Data section:

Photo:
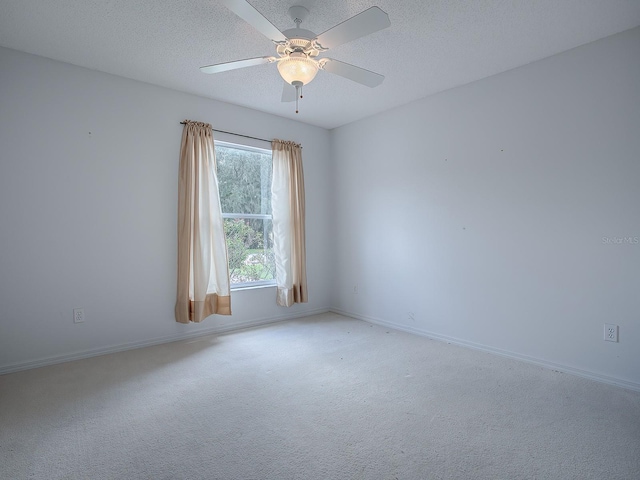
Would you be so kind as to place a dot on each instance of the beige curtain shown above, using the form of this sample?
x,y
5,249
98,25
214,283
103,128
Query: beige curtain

Problem to work on: Pull out every one of the lines above verbatim, leaving out the pictures.

Solution to this problem:
Photo:
Would you be so kind as to place a dot on each instance of the beige curtain shown above, using the form of this sample?
x,y
5,249
98,25
214,283
103,128
Query: beige curtain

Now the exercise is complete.